• TASK DIRECTIONS
Could you return each line of the material that has "reply" in it?

• EXTRACTED MATERIAL
○ ○ ○ ○ ○
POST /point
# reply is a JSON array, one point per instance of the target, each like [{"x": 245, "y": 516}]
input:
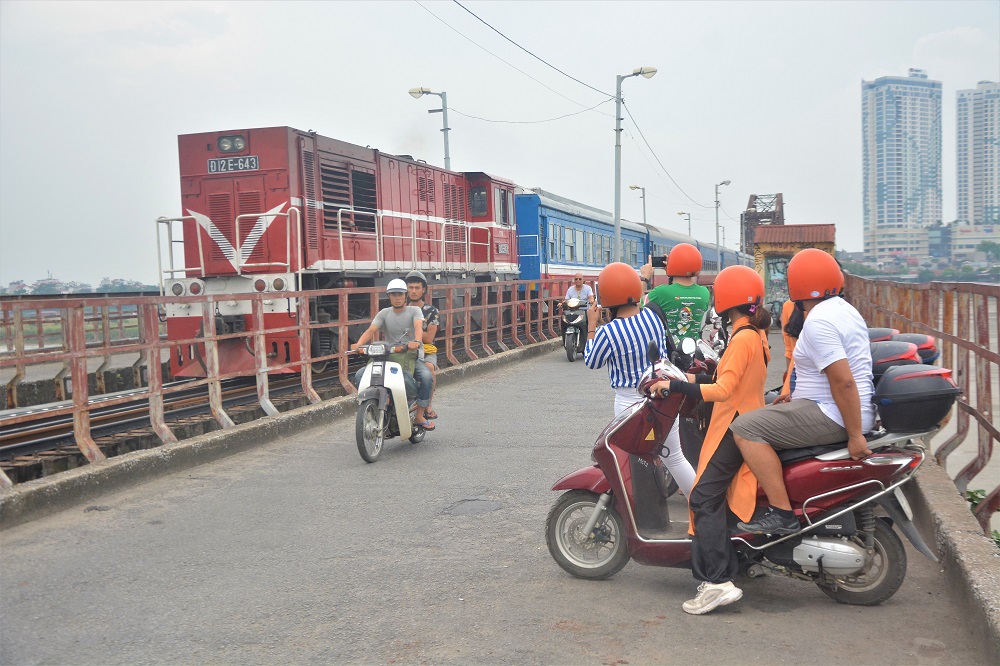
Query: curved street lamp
[
  {"x": 417, "y": 93},
  {"x": 689, "y": 221},
  {"x": 645, "y": 72},
  {"x": 718, "y": 248}
]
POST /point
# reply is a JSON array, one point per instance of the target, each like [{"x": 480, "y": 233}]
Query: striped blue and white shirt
[{"x": 622, "y": 345}]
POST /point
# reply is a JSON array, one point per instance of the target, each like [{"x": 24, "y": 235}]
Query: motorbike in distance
[
  {"x": 384, "y": 410},
  {"x": 574, "y": 325},
  {"x": 617, "y": 509}
]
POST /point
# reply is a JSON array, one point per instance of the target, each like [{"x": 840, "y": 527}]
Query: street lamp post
[
  {"x": 417, "y": 93},
  {"x": 689, "y": 221},
  {"x": 646, "y": 72},
  {"x": 643, "y": 197},
  {"x": 718, "y": 248}
]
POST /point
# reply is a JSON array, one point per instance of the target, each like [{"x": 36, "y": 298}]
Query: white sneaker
[{"x": 711, "y": 596}]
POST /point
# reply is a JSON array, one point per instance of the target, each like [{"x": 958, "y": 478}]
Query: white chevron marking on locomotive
[
  {"x": 249, "y": 245},
  {"x": 205, "y": 222},
  {"x": 263, "y": 222}
]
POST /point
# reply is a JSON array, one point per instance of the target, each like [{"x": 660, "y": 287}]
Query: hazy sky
[{"x": 767, "y": 95}]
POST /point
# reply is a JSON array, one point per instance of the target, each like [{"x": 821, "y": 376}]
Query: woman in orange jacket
[{"x": 722, "y": 481}]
○ ○ ○ ○ ○
• WORKED SOLUTION
# reply is a JSON array, one point per instance of the target, each like [{"x": 245, "y": 516}]
# reply is a JSON array, one point per instance of the target, each like [{"x": 480, "y": 233}]
# reply is a JSON array, one point per instance of the target, each like [{"x": 24, "y": 235}]
# reply is a JSON array, one point per instance of the target, each like [{"x": 840, "y": 527}]
# reply is a JSON array, one point per instance of the target, each like [{"x": 36, "y": 298}]
# reply is a JSON array, one point per instance of the target, each like [{"x": 958, "y": 478}]
# reply is a JSON array, one point per instance of the target, each like [{"x": 660, "y": 287}]
# reply is a JSON array, one point per instance of the target, each like [{"x": 821, "y": 376}]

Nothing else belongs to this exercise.